**YOUR TASK**
Please render the listing as a Markdown table with the columns Row and Line, starting at its first line and ending at the line that contains "[33,121,108,200]". Skip blank lines and leave the pictures out.

[Photo labels with bounding boxes]
⟨
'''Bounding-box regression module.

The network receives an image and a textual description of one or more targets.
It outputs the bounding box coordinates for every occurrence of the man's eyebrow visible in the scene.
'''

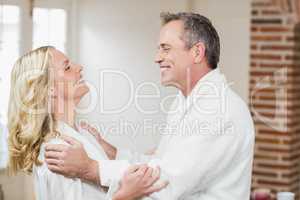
[63,59,70,66]
[158,43,171,48]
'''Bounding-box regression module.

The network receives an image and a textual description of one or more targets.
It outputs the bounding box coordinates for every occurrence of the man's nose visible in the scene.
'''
[154,51,163,64]
[76,65,83,72]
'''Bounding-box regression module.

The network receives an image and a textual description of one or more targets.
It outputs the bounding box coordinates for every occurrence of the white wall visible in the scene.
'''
[77,0,190,151]
[192,0,251,102]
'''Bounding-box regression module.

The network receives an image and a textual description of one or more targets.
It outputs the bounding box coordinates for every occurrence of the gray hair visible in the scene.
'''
[160,12,220,69]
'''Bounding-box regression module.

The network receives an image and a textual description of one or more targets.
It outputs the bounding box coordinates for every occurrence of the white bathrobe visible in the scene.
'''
[99,69,255,200]
[33,121,108,200]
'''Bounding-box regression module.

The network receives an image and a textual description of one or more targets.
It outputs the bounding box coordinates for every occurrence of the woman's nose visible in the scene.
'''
[76,65,83,72]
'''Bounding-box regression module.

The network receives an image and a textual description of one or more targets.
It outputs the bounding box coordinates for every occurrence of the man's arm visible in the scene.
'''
[81,122,117,160]
[45,136,166,200]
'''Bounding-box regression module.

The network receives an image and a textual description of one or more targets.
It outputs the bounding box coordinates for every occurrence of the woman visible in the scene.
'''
[8,47,158,200]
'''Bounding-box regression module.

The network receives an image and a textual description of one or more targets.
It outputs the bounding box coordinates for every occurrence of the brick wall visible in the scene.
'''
[249,0,300,199]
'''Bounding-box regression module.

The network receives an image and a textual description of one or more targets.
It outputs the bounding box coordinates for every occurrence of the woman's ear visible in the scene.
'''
[193,42,205,64]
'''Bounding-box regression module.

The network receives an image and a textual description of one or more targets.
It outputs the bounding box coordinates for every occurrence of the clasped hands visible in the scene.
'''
[45,124,168,200]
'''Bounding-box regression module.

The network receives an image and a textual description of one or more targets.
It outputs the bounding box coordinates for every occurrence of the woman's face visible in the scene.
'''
[50,49,89,102]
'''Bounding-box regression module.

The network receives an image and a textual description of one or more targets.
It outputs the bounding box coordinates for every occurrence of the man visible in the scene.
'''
[46,13,254,200]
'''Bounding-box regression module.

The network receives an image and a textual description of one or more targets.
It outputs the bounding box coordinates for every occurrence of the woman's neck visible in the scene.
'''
[55,101,75,128]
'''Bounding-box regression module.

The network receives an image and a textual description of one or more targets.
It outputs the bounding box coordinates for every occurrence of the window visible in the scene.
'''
[33,8,67,52]
[0,5,20,123]
[0,0,75,124]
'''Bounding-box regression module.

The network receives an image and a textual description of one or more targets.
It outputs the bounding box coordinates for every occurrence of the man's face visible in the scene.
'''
[155,20,194,88]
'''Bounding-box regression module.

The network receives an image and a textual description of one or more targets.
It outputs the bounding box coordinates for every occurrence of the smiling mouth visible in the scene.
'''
[160,66,171,69]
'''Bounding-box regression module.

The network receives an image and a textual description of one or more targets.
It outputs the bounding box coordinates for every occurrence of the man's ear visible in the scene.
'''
[192,42,206,64]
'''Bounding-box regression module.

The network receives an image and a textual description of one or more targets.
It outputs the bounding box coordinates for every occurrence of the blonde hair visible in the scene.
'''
[8,46,55,174]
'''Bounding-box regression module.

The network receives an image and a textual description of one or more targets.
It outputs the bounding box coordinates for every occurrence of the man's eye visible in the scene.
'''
[65,65,71,71]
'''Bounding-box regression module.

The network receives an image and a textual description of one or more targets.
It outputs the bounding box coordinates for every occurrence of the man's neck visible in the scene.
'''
[181,67,212,98]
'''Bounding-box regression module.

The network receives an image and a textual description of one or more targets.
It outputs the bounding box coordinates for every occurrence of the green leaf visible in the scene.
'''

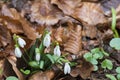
[89,58,98,65]
[105,74,117,80]
[116,67,120,74]
[112,8,116,30]
[117,74,120,80]
[6,76,18,80]
[109,38,120,50]
[46,54,55,64]
[20,69,30,75]
[29,61,39,68]
[101,59,113,70]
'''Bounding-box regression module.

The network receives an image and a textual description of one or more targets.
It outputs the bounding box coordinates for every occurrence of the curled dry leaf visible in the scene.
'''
[0,59,5,80]
[7,56,25,80]
[28,70,55,80]
[51,0,81,15]
[70,59,94,79]
[0,22,11,47]
[72,2,106,25]
[64,25,82,54]
[30,0,62,25]
[2,5,38,40]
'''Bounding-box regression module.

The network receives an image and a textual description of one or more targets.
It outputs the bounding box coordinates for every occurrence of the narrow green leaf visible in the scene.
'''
[6,76,18,80]
[105,74,117,80]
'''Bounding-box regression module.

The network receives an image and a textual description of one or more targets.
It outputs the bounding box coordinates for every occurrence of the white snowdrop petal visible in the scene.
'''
[64,63,71,74]
[35,53,40,61]
[43,34,51,48]
[18,37,26,48]
[54,45,61,56]
[15,47,22,58]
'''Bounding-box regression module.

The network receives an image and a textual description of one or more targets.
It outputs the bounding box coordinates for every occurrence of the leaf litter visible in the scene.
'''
[0,0,120,80]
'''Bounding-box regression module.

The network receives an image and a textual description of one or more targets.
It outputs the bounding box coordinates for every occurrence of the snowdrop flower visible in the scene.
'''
[54,45,61,57]
[18,37,26,48]
[43,33,51,48]
[35,48,40,62]
[15,47,22,58]
[64,63,71,74]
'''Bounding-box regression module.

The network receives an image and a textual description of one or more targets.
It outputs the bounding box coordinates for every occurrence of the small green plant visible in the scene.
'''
[109,38,120,50]
[101,59,113,70]
[83,48,109,71]
[106,67,120,80]
[13,31,76,75]
[6,76,18,80]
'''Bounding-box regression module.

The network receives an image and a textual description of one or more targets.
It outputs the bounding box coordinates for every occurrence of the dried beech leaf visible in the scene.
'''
[7,56,25,80]
[30,0,62,25]
[0,59,5,80]
[51,0,81,15]
[64,25,82,54]
[72,2,106,25]
[0,16,24,34]
[29,71,55,80]
[2,6,38,40]
[0,23,11,47]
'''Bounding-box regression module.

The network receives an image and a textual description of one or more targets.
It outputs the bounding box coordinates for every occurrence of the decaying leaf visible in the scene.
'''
[73,2,106,25]
[51,0,81,15]
[64,25,82,54]
[70,59,94,79]
[30,0,62,25]
[7,56,25,80]
[2,5,38,40]
[29,70,55,80]
[0,23,11,47]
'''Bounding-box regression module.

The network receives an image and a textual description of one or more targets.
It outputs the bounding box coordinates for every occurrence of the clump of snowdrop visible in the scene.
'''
[54,43,61,57]
[15,47,22,58]
[35,48,40,62]
[64,62,71,74]
[13,34,26,58]
[43,32,51,48]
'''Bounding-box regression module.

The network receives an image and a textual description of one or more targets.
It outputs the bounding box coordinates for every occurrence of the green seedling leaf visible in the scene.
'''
[112,8,116,30]
[83,52,92,61]
[46,54,55,64]
[29,61,39,68]
[94,65,98,71]
[89,58,98,65]
[20,69,30,75]
[116,67,120,74]
[117,74,120,80]
[39,60,44,69]
[105,74,117,80]
[101,59,113,70]
[6,76,18,80]
[109,38,120,50]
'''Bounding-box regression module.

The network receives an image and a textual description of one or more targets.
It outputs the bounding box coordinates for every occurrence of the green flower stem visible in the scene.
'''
[23,48,32,61]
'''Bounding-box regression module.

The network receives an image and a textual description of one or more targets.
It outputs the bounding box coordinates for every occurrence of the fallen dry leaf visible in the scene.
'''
[30,0,62,25]
[64,25,82,54]
[72,2,106,25]
[51,0,81,15]
[28,70,55,80]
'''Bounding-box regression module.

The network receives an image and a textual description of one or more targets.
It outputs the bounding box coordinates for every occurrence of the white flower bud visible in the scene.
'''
[15,47,22,58]
[54,45,61,57]
[43,33,51,48]
[18,37,26,48]
[64,63,71,74]
[35,53,40,61]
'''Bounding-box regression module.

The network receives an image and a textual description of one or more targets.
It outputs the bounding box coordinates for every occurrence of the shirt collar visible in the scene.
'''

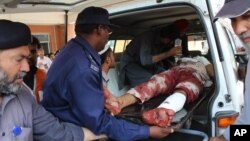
[102,71,109,85]
[75,36,101,65]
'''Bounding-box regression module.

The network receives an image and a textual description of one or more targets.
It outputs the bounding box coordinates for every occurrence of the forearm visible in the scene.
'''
[118,93,138,109]
[82,128,107,141]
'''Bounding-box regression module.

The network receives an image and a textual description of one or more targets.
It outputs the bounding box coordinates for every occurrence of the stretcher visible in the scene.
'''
[116,85,214,141]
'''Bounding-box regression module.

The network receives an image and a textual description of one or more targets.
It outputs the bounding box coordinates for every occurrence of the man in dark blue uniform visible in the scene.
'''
[42,7,173,140]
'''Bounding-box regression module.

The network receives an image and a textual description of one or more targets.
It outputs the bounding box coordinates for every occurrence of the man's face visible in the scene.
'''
[29,45,38,66]
[0,46,30,95]
[231,11,250,52]
[38,49,44,57]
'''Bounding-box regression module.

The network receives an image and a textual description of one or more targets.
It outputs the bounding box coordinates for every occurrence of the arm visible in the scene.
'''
[82,128,107,141]
[152,46,182,63]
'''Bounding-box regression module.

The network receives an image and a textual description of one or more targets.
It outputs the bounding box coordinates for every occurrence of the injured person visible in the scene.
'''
[104,56,214,127]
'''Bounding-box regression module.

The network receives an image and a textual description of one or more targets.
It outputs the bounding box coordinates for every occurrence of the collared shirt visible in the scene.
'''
[0,85,83,141]
[42,36,149,140]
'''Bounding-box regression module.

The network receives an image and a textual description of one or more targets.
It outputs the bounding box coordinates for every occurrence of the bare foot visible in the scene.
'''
⟩
**EXERCISE RESPONSE**
| Row | Line |
|---|---|
| 1 | '''Bounding-box regression module. |
| 2 | The network receives an image and a textual description of one or more targets. |
| 3 | It outputs the bounding box coordinates for every occurrence of the man's eyebrow visible in the scene. |
| 4 | ''' |
| 5 | [63,59,70,66] |
| 6 | [158,43,171,48] |
| 7 | '''Bounding-box regression module. |
| 8 | The network receives an image and a textual description of one or more targets. |
| 9 | It outputs the bounding box coordinates for every occurrence of the man's nose visible in the scene. |
| 10 | ''' |
| 11 | [154,51,163,64] |
| 12 | [76,65,83,72] |
| 13 | '''Bounding-box regression module. |
| 14 | The network receives an image and a textual description of one or more targets. |
| 15 | It outputs the bounding box coordinates for every occurrence of the white wall visible in the scene. |
| 16 | ''' |
| 17 | [77,0,190,151] |
| 18 | [192,0,251,102] |
| 19 | '''Bounding-box regression module. |
| 20 | The network receives an image and a textual description of one or more targets. |
| 21 | It outputs the bounding box coordinates for every occurrence of the gray hair visible in the scene. |
| 22 | ''' |
| 23 | [160,12,220,69] |
| 24 | '''Bounding-box regression module. |
| 25 | The network receives an image and a textual description of one or more targets. |
| 26 | It outputs the bounding box coordinates for every occurrence of the white bathrobe visible in the scene. |
| 27 | ''' |
| 28 | [99,69,255,200] |
| 29 | [33,121,108,200] |